▶ _Task requirements_
1/ In the swimming blog post, list everything that the sentence beginning "Bad moods lift" says happens.
2/ Write the next part of the swimming blog post, continuing after the second quoted passage.

▶ _Text shown_
----------

“The Swimmers” (Day 73)

After my glorious weekend of swim adventures, today was a good day for the inward focus of lap swimming in a pool, guarded by this rock star:

Since the pool doesn’t give me a lot to write about or photograph, I’ll take this opportunity to recommend “The Swimmers” by Julie Otsuka. This slim volume is brimming with beauty and truth. The first section, The Underground Pool, is written as a chorus of voices expounding the magic of swimming to heal and soothe, to bring together, and to transport. The narrators are both individual and collective, general and particular; bringing their unique problems into the shared sanctuary of the pool. Otsuka captures so much of what I love about swimming.

I want to quote the whole thing to you, but really you should just read the book. Here are some passages I love:

“Most days, at the pool, we are able to leave our troubles on land behind…Bad moods lift, tics disappear, memories reawaken, migraines dissolve, and slowly, slowly, the chatter in our minds begins to subside as stroke after stroke, length after length, we swim. And when we are finished with our laps we hoist ourselves up out of the pool, dripping and refreshed, our equilibrium restored, ready to face another day on land.”

And

“The shock of the water—there is nothing like it on land. The cool clear liquid flowing over every inch of your skin. The temporary reprieve from gravity. The miracle of your own buoyancy as you glide, unhindered, across the glossy blue surface of the pool. It’s just like flying. The pure pleasure of being in motion. The dissipation of all want. I’m free. You are suddenly aloft. Adrift. Ecstatic. Euphoric. In a rapturous and trancelike state of bliss. And if you swim for long enough you no longer know where your own body ends and the water begins and there is no boundary between you and the world. It’s nirvana.”

----------

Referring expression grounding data
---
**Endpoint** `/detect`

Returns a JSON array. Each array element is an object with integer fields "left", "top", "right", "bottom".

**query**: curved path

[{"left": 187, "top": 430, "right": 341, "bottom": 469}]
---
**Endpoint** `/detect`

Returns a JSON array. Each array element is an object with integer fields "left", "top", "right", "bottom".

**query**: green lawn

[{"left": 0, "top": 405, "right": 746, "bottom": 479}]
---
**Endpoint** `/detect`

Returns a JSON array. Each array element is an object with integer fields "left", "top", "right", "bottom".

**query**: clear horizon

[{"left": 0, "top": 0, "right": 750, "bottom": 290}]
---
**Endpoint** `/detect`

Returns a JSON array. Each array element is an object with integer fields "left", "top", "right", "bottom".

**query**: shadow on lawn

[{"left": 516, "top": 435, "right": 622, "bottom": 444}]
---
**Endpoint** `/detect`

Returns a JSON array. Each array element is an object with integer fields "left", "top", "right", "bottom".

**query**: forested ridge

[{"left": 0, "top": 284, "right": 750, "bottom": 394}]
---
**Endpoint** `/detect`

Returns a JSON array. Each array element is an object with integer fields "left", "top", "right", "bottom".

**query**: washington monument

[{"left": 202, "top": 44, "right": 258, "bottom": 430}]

----------

▶ _Responses per task_
1/ Bad moods lift; tics disappear; memories reawaken; migraines dissolve; the chatter in our minds begins to subside.

2/
In the next section of the book, a crack appears in the pool, then another. The community alternatively rallies, ruptures, and splinters. Some reviewers have said this part of the story is an allegory for the pandemic and certainly this section captures the anxiety of the last two years; the uncertainty, conjecture, false narratives, and disruptions. 

The final sections move away from the pool and focus on one of the swimmers, Alice, who is suffering from dementia. The pool was a particular sanctuary for Alice:

“And even though she may not remember the combination to her locker or where she put her towel, the moment she slips into the water she knows what to do. Heer stroke is long and fluid, her kick is strong, her mind clear. “Up there,” she says, “I’m just another little old lady. But down here, at the pool, I’m myself.””

Without the pool, Alice’s condition worsens (it would have anyway), and the things she forgets slowly outnumber the ones she can remember. Through her own narrowing vision and then through her daughter’s perspective, we see Alice’s life in flashes of memory and we see her slow stumble into death. It’s an incredibly powerful and beautiful story.